(Task description)
Transcribe every entry below word for word, but skip the pictures.

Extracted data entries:
————

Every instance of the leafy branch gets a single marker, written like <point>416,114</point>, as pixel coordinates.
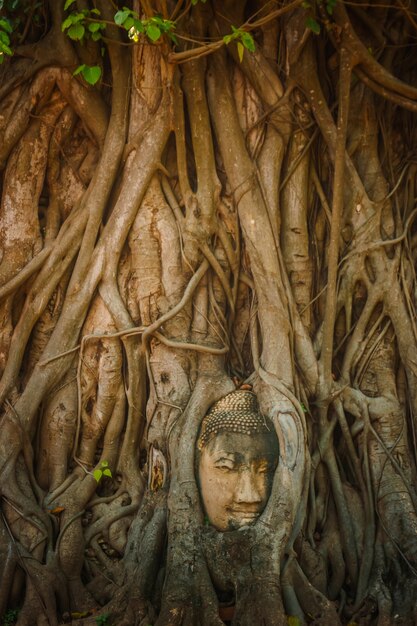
<point>244,40</point>
<point>5,31</point>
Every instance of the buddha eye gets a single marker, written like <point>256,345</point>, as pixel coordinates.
<point>225,466</point>
<point>264,468</point>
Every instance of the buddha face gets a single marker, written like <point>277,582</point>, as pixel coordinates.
<point>235,472</point>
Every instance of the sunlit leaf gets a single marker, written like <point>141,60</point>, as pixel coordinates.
<point>76,32</point>
<point>91,74</point>
<point>5,25</point>
<point>94,27</point>
<point>121,16</point>
<point>240,50</point>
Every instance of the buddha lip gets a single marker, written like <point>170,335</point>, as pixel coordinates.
<point>244,512</point>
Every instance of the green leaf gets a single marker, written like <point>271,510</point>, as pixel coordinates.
<point>248,42</point>
<point>66,23</point>
<point>91,74</point>
<point>79,69</point>
<point>121,16</point>
<point>4,37</point>
<point>5,25</point>
<point>128,23</point>
<point>240,50</point>
<point>5,49</point>
<point>313,25</point>
<point>94,27</point>
<point>138,25</point>
<point>153,32</point>
<point>76,32</point>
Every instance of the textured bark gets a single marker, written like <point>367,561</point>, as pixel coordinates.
<point>197,222</point>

————

(Answer to the exercise)
Every instance of the leafy branch gets a single marker, written like <point>416,114</point>, as pixel coordinates.
<point>244,40</point>
<point>5,31</point>
Every instance of the buddha eye gets a single marker, written like <point>256,345</point>, as pixel coordinates.
<point>225,466</point>
<point>264,468</point>
Every instance of the buddha face gets a single marker, written like <point>277,582</point>, as pixel coordinates.
<point>235,472</point>
Every instance of the sunlit leaf gets a single marker, written like <point>141,60</point>, as pixel coordinates.
<point>76,32</point>
<point>91,74</point>
<point>5,25</point>
<point>94,27</point>
<point>121,16</point>
<point>240,50</point>
Every instance of the buddha lip gets a single marker, written like <point>170,335</point>, as pixel coordinates.
<point>244,512</point>
Every instance of the green leaf gets a single marker, written like <point>271,510</point>, as pixel coordinates.
<point>248,42</point>
<point>66,23</point>
<point>91,74</point>
<point>79,69</point>
<point>121,16</point>
<point>4,37</point>
<point>5,25</point>
<point>128,23</point>
<point>240,50</point>
<point>5,49</point>
<point>313,25</point>
<point>94,27</point>
<point>138,25</point>
<point>153,32</point>
<point>76,32</point>
Every instance of the textured bark gets a single marker, written like <point>367,561</point>, as pixel coordinates.
<point>197,222</point>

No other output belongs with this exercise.